• [What to produce]: Which lines below include the string "cloud"? Please show each one.

• [Records shown]:
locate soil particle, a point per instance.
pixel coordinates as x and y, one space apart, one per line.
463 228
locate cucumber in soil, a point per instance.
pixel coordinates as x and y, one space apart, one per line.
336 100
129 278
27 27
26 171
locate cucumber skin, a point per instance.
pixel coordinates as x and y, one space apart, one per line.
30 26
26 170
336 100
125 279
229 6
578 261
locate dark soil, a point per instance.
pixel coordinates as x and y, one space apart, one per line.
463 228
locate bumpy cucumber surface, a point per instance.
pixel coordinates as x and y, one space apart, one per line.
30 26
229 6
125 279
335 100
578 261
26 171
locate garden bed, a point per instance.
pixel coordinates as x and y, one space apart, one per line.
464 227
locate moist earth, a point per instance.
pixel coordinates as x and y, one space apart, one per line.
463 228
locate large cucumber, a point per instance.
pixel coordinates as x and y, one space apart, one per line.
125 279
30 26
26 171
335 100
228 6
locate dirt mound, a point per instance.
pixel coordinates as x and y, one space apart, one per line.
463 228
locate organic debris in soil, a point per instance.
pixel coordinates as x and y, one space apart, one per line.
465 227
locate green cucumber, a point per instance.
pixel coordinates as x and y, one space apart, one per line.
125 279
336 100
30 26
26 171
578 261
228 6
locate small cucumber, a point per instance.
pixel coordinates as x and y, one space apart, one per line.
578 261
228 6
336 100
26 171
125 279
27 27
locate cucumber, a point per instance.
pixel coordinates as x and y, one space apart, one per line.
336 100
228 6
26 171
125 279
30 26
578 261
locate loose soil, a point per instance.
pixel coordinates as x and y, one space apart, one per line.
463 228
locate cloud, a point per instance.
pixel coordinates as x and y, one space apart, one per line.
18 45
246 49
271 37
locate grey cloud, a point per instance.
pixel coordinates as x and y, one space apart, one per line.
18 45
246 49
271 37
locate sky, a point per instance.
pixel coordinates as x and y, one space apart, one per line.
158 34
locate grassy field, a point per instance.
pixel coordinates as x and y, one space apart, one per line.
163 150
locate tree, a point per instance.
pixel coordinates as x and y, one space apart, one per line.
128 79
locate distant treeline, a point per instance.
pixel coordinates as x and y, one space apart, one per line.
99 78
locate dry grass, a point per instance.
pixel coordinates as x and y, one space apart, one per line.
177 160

• [Output of the exercise]:
locate cloud, a point per instance.
locate grey cloud, a point per instance.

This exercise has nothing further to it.